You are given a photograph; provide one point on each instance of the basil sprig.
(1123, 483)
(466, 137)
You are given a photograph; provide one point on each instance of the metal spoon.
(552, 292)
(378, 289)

========

▶ DESCRIPTION OF THE TASK
The listing above is to be transcribed exactly. Include every line.

▶ RESULT OF THIS EXERCISE
You are given a photograph; provide one point on each instance of the basil sprig.
(1123, 483)
(466, 137)
You are given a photograph; provide one point on each instance of the metal spoon.
(552, 292)
(378, 289)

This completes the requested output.